De autoria da deputada Bia Kicis, a PEC 135/19 não substitui a urna eletrônica por completo, mas, segundo a deputada, seria uma forma de auditar votos e evitar fraudes. O STE (Tribunal Superior Eleitoral) já possui sistema de auditoria das urnas, mas feito de forma eletrônica.
Para os defensores do voto impresso, porém, o formato atual é passível de adulteração e fraudes, embora nunca tenha sido comprovada qualquer irregularidade desde que o país adotou a urna eletrônica, em 1996.
A medida tem amplo apoio na comissão que discute o tema. O aval no colegiado permitirá que a proposta chegue aos plenários da Câmara e do Senado, onde precisará do apoio de 3/5 dos parlamentares de cada Casa, em dois turnos, para ser aprovada.
Entenda o projeto sobre o voto impresso
1) O que diz a proposta sobre voto impresso em discussão na Câmara?
A PEC 135/2019, apresentada em setembro de 2019, não acaba com a urna eletrônica, mas inclui na Constituição Federal artigo que torna obrigatória a impressão de comprovantes físicos de votação, que devem ser depositados automaticamente em uma caixa de acrílico acoplada ao equipamento. Com isso, o eleitor poderá conferir se o recibo em papel coincide com o que digitou, mas não poderá levar o comprovante.
"No processo de votação e apuração das eleições, dos plebiscitos e dos referendos, independentemente do meio empregado para o registro do voto, é obrigatória a expedição de cédulas físicas conferíveis pelo eleitor, a serem depositadas, de forma automática e sem contato manual, em urnas indevassáveis, para fins de auditoria", diz trecho da PEC, que seria inserido no artigo 14 da Constituição.
2) Qual é o argumento usado por quem defende a impressão do voto?
O principal argumento daqueles que defendem a impressão de um comprovante do voto é a possibilidade de auditar a votação por meio de uma recontagem manual. Hoje, o STE (Tribunal Superior Eleitoral) já possui sistema de auditoria das urnas, mas feito de forma eletrônica. Para os defensores do voto impresso, porém, o formato atual é passível de adulteração e fraudes, embora nunca tenha sido comprovada qualquer irregularidade desde que o País adotou a urna eletrônica, em 1996.
3) E o que dizem os contrários à medida?
A confiabilidade das urnas eletrônicas e o alto custo para se implantar o voto impresso são os principais argumentos de quem prega a manutenção do modelo atual. Não há registro de fraude no Brasil na votação eletrônica em mais de 25 anos de uso. Além disso, o TSE já possui sistemas de auditagem.
Para o atual presidente da corte eleitoral, ministro Luís Roberto Barroso, retomar o voto impresso abriria margem para um "retrocesso", a volta a um passado em que fraudes em votações eram comuns no país. “A introdução do voto impresso seria uma solução desnecessária para um problema que não existe com o aumento relevante de riscos”, afirmou ele, nesta quarta-feira (9), em audiência na Câmara sobre a PEC. “O que nós fizemos com o sistema eletrônico de votação foi derrotar um passado de fraudes que marcaram a história brasileira no tempo do voto de papel”, disse o presidente do TSE.
4) O que acontece se a proposta for aprovada pelo Congresso?

→ EXTRATO DE DADOS
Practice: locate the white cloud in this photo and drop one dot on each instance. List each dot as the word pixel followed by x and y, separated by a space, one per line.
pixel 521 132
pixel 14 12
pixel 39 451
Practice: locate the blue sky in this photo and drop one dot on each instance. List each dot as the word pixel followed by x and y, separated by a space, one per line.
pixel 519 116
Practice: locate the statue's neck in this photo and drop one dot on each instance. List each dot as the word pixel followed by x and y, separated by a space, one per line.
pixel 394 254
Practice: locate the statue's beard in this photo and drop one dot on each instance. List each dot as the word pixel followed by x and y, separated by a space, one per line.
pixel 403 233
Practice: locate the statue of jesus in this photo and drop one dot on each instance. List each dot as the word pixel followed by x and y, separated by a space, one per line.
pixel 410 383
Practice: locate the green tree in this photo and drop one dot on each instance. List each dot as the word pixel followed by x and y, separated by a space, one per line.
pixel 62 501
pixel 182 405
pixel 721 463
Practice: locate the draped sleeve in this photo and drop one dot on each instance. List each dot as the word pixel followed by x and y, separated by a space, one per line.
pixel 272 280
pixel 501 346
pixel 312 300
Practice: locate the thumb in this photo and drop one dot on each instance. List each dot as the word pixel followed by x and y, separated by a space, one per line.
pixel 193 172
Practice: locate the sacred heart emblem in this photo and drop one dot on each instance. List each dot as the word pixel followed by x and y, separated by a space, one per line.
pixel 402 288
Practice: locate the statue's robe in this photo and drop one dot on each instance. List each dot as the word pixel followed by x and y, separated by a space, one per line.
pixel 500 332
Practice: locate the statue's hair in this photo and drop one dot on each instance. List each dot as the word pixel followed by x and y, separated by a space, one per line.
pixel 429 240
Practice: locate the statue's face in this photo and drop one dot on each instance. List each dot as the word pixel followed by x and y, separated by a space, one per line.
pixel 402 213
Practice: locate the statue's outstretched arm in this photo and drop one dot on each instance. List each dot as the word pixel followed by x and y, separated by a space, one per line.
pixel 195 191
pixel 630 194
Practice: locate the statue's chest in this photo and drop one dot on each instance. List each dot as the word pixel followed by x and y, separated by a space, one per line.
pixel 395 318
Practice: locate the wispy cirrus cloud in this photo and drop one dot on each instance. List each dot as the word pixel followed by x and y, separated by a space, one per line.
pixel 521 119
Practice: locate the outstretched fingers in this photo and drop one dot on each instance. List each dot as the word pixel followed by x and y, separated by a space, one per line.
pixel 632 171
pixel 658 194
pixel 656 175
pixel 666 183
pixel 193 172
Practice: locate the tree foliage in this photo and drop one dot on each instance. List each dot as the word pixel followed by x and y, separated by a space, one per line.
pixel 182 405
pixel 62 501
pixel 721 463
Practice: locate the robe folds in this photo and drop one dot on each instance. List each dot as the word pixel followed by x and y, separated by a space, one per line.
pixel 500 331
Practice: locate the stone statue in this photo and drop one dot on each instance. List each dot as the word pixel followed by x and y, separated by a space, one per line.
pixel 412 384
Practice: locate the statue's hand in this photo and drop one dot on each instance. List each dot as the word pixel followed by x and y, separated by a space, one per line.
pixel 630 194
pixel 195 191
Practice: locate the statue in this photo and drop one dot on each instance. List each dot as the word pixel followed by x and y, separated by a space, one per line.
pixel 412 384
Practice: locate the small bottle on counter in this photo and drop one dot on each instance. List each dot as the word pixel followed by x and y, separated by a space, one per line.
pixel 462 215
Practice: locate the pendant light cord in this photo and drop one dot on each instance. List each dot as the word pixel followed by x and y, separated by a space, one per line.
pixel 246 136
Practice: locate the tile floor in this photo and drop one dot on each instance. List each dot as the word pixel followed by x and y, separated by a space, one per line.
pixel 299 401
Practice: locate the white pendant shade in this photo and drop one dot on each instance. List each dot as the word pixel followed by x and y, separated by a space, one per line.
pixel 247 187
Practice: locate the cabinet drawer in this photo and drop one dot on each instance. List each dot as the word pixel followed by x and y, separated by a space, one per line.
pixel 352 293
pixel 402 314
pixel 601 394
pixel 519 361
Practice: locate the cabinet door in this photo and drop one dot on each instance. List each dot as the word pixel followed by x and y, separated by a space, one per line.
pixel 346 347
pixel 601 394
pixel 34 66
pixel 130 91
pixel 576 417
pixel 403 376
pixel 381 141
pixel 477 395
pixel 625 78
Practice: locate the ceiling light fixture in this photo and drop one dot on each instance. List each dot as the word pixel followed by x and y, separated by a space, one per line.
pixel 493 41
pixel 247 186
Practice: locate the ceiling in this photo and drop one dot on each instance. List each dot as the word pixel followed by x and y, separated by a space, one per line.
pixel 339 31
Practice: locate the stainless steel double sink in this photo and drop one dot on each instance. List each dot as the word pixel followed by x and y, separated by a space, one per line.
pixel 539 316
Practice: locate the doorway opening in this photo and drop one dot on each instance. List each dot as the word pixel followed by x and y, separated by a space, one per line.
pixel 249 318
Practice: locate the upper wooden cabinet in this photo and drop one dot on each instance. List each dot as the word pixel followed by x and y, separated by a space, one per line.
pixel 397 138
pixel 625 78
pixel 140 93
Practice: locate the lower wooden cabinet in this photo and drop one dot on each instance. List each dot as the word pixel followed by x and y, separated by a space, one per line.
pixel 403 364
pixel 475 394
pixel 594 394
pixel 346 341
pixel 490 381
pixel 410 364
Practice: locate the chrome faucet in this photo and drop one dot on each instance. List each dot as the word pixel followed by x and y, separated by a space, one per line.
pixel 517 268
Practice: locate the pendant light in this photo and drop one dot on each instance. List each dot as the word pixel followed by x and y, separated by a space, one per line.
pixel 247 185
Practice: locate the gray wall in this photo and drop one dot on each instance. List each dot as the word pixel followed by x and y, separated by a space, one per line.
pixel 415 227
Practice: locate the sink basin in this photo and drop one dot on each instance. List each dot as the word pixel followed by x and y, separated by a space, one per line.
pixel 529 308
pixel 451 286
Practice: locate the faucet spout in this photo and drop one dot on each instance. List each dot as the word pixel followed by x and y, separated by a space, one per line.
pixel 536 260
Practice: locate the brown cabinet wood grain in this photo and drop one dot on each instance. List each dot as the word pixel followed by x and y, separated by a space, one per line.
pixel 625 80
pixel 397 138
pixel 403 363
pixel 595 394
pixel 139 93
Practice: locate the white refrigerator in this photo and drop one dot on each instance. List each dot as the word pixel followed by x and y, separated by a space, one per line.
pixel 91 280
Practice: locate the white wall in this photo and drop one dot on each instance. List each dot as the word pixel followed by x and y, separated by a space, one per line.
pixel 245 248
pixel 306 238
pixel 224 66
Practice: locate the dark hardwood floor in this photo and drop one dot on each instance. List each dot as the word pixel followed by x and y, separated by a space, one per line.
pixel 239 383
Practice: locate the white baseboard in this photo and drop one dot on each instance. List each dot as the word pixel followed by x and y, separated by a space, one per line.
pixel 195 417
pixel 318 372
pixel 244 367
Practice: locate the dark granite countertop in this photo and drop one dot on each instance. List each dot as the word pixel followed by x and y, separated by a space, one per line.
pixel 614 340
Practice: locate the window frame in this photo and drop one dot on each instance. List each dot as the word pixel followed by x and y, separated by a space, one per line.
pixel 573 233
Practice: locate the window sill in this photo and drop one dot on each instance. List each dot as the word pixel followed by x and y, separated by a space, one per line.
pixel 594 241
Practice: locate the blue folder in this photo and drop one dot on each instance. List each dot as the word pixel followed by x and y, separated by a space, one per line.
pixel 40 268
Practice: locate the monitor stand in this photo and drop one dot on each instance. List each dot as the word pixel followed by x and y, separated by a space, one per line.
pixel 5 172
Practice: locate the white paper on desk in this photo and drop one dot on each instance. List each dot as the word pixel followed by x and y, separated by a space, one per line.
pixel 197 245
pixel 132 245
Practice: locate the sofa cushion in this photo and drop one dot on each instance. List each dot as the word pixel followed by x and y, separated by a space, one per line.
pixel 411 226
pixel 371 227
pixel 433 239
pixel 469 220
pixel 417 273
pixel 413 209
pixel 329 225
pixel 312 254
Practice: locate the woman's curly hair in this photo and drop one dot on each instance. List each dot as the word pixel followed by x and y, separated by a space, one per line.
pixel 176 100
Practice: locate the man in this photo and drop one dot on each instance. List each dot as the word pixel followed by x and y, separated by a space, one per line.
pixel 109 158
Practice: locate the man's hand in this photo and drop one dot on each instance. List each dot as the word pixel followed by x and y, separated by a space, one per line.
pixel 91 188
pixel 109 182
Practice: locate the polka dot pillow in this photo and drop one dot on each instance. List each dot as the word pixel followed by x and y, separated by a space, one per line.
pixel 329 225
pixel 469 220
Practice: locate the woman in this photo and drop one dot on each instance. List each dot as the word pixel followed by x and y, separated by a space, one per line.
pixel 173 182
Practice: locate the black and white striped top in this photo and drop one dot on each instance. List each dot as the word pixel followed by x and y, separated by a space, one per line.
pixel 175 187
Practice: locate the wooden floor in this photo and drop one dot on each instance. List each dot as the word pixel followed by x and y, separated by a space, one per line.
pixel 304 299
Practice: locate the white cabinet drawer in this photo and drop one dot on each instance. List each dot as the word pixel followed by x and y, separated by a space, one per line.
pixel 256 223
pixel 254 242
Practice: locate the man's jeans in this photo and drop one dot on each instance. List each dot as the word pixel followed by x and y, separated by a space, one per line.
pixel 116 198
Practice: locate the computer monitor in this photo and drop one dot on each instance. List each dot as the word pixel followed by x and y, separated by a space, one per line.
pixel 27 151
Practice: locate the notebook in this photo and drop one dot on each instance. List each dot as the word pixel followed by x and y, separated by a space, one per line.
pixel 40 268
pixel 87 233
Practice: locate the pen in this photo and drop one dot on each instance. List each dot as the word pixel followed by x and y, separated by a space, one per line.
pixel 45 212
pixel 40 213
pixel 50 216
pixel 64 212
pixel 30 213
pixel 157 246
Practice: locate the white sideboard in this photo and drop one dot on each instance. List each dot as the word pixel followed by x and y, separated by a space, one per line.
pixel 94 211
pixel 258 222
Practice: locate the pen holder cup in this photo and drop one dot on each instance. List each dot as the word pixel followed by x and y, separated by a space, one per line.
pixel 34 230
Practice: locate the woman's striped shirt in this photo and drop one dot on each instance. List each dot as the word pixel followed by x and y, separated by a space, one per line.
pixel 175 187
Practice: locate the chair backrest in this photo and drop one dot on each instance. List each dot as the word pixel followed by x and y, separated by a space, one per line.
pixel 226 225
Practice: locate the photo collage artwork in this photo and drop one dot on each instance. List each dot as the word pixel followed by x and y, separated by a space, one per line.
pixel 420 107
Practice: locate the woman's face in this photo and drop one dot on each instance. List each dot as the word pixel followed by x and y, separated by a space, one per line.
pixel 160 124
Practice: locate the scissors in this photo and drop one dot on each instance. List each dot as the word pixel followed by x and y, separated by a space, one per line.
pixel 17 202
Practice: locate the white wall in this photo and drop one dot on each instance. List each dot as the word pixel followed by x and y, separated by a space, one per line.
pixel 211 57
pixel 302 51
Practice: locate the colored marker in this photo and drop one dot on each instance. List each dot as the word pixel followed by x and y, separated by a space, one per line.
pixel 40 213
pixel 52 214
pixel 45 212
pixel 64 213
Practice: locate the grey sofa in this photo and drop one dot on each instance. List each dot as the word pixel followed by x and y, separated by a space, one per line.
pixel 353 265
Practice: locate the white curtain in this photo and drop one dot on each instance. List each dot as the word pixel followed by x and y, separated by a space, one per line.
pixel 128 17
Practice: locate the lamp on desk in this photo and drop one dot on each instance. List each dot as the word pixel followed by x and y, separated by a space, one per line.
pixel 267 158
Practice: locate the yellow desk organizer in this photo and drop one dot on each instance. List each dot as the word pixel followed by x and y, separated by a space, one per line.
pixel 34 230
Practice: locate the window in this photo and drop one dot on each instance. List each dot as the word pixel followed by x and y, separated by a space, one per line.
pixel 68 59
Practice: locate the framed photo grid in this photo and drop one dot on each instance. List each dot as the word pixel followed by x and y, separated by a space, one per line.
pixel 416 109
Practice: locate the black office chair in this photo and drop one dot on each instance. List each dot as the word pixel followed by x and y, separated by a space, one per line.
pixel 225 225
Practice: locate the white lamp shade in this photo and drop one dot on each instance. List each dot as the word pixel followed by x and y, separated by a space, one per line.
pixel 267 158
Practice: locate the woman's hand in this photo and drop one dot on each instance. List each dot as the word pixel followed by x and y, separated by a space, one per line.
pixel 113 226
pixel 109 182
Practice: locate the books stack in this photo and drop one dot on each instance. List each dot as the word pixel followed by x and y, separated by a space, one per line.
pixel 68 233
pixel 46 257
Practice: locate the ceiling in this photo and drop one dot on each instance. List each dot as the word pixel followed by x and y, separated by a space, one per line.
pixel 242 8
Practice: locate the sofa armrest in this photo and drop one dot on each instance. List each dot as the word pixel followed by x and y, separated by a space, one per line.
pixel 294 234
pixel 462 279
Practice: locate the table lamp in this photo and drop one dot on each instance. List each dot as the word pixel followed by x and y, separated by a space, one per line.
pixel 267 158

→ TAREFAS E EXERCÍCIOS
#1 De acordo com o artigo sobre o voto impresso, em que ano o país adotou a urna eletrônica?
#2 Prossiga com o artigo sobre o voto impresso a partir da última frase mostrada.

→ RESPOSTAS DAS TAREFAS
#1 Em 1996.

#2
O tema poderá ser judicializado e o Supremo Tribunal Federal considerar a medida inconstitucional, como já ocorreu com proposta semelhante aprovada em 2015. Caso isso não ocorra, o TSE terá de acatar a decisão do parlamento e providenciar o novo sistema. Barroso, no entanto, avisou que não será fácil adotar o voto impresso já para as eleições de 2022. “Se passar, teremos de fazer uma licitação para comprar as urnas. Não é procedimento banal, não é fácil. O tribunal tem boa fé e vai tentar cumprir, se for essa decisão, que eu torço para que não venha, mas, se vier, vamos tentar cumprir (em 2022)”, disse o ministro, que estima um custo de R$ 2 bilhões para substituir todos os atuais equipamentos.
5) A impressão do voto representa risco para o processo eleitoral?
Na avaliação de autoridades, como o próprio ministro Barroso, e de especialistas, a adoção do voto impresso aumenta os riscos de fraudes nas eleições. Isso porque há a possibilidade de defeitos na impressão dos comprovantes nas urnas eletrônicas, o que pode gerar contestações, além de provocar novos problemas, como questões envolvendo a segurança na armazenagem e no transporte das urnas com os comprovantes dos votos. Outro ponto destacado é que o voto impresso pode trazer morosidade para se chegar a um resultado final das eleições, com diversos pedidos de recontagem de votos, por exemplo.
6) Após a adoção da urna eletrônica, o Brasil já testou algum modelo de voto impresso? Qual resultado?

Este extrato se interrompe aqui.